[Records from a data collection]
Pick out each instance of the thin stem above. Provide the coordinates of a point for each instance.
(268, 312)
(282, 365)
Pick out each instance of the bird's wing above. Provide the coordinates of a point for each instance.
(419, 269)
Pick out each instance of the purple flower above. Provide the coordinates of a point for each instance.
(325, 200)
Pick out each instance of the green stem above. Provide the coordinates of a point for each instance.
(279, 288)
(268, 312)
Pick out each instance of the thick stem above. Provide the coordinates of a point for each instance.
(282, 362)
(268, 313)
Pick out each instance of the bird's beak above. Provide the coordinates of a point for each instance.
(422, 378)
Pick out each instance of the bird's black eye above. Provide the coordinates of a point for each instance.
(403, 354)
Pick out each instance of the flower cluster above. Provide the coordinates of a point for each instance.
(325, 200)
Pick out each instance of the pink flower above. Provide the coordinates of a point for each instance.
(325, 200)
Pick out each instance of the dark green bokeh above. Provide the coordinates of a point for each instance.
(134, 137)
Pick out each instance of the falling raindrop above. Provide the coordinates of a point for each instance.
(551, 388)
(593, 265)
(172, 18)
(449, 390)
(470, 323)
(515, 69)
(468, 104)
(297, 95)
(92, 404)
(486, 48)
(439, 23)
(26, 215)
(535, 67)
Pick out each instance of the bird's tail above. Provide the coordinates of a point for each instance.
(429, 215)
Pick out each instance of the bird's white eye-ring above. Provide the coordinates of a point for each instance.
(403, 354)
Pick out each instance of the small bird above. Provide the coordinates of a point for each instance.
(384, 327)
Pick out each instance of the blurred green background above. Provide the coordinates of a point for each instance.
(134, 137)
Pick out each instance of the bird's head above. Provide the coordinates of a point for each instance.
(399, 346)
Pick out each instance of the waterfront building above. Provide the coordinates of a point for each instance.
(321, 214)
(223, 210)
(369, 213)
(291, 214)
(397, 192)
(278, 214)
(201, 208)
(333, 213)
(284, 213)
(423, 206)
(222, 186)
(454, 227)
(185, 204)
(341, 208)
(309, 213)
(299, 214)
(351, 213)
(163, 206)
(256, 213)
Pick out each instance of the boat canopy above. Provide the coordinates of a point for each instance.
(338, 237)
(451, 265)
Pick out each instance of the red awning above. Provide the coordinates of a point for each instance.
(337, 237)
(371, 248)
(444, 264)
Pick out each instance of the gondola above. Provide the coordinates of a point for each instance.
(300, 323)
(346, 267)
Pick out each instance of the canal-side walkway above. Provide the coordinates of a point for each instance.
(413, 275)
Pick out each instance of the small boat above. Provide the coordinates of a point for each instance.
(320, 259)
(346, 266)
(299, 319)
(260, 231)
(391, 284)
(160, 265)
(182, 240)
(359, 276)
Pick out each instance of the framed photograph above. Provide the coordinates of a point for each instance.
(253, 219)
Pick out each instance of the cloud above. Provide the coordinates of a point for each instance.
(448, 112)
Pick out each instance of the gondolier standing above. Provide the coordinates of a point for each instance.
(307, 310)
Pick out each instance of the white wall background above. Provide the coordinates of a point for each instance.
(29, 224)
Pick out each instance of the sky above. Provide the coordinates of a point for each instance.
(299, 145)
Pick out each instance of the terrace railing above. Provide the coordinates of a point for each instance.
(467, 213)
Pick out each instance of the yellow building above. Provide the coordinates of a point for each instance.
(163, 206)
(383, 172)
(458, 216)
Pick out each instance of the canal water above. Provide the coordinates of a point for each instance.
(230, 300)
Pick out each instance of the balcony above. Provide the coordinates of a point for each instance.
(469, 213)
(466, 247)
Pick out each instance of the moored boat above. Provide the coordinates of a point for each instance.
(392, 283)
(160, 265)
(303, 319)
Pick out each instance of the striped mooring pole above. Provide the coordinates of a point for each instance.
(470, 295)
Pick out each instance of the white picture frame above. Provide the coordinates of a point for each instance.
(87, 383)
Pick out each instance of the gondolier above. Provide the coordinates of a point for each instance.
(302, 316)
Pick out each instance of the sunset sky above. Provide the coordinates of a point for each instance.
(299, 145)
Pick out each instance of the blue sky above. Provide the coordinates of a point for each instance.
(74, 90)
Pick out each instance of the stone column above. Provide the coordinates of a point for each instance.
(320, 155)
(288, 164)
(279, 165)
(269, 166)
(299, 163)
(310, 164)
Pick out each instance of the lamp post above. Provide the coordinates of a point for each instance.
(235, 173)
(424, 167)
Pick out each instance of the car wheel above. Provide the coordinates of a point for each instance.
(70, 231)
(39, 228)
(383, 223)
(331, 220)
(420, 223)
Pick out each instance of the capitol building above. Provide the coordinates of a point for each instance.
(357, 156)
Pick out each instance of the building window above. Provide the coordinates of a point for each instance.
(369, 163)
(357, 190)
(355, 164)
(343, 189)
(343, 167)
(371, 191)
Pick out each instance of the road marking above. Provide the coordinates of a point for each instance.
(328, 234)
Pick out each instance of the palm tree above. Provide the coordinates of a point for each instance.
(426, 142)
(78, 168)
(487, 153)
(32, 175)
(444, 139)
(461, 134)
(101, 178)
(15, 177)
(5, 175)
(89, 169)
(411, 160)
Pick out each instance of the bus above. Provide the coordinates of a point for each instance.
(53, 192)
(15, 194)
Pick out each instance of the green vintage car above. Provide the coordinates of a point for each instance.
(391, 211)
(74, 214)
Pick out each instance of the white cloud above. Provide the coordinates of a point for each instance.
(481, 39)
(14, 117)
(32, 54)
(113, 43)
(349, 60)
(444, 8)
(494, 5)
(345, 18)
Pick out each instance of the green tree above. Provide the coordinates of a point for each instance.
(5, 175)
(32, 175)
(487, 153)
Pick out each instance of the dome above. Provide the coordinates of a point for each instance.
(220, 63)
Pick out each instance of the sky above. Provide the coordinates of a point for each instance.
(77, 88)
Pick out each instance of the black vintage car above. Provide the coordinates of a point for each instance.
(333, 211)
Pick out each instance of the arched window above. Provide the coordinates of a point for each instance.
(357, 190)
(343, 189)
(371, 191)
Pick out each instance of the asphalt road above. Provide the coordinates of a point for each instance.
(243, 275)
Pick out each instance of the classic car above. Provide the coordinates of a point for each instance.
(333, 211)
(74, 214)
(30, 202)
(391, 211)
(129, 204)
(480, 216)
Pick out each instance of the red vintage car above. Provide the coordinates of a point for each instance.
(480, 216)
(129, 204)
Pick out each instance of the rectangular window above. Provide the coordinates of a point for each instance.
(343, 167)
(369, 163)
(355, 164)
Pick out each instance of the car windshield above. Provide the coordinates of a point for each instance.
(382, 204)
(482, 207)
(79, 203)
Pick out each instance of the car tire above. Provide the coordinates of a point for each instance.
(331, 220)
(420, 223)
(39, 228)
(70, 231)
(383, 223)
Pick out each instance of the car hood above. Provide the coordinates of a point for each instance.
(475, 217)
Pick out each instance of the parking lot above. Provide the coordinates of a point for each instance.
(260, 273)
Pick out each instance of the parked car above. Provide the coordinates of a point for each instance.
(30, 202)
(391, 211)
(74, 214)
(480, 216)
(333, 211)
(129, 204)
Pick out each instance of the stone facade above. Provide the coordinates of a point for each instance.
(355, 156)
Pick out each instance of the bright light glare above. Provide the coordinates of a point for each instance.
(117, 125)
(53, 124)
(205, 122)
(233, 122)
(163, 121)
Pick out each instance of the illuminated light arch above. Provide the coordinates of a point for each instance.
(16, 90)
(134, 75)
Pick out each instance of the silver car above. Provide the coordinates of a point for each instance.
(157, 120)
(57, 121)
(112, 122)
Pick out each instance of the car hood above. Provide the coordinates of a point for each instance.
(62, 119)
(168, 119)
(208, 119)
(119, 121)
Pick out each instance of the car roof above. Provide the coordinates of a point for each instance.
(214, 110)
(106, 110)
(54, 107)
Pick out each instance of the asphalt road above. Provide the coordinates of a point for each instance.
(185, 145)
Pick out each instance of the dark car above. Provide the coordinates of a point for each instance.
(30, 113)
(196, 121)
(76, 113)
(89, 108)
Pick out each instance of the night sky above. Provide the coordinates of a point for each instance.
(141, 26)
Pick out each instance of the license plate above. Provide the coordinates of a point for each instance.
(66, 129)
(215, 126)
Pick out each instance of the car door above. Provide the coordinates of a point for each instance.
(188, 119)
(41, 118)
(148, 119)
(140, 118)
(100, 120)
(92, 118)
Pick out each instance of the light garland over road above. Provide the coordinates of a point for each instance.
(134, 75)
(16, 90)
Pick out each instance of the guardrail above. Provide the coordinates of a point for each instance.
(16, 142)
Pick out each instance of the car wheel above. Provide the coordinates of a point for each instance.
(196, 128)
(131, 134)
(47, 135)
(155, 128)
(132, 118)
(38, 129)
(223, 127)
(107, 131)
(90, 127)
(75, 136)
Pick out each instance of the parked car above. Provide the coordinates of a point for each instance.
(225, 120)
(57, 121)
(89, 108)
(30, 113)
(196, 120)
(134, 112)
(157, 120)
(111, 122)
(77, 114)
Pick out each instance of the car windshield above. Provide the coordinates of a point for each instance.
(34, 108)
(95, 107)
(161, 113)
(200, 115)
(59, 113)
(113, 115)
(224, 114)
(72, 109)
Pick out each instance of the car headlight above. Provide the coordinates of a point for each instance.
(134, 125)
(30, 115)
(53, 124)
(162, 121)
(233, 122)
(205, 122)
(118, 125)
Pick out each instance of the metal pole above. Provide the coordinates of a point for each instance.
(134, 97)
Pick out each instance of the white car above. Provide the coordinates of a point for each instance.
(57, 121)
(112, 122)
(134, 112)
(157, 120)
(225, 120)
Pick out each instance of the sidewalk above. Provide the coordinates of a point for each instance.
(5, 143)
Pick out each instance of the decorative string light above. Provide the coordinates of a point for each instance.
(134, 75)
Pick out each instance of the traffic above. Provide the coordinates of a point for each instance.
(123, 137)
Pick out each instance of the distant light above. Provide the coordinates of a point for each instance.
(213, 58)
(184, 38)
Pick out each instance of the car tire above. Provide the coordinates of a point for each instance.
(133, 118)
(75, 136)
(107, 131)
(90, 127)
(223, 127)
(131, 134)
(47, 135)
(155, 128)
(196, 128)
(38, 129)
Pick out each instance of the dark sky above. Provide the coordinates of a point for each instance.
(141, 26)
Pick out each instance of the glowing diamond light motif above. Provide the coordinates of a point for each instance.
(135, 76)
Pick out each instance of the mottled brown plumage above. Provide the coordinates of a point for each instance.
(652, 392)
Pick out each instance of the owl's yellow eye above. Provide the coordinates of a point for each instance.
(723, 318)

Exercise directions: Please write out the records from the line with "Pick out each instance of the glowing" through the end of the records, switching "yellow" to "amber" and keeping everything else the same.

Output for this exercise:
Pick out each instance of the glowing diamond light motif above. Provide the coordinates of a point for each instance.
(135, 76)
Pick out each instance of the mottled brown plumage above. Provide the coordinates of a point for each instance.
(652, 392)
Pick out each instance of the owl's amber eye above. Provide the coordinates of a point for each instance.
(723, 318)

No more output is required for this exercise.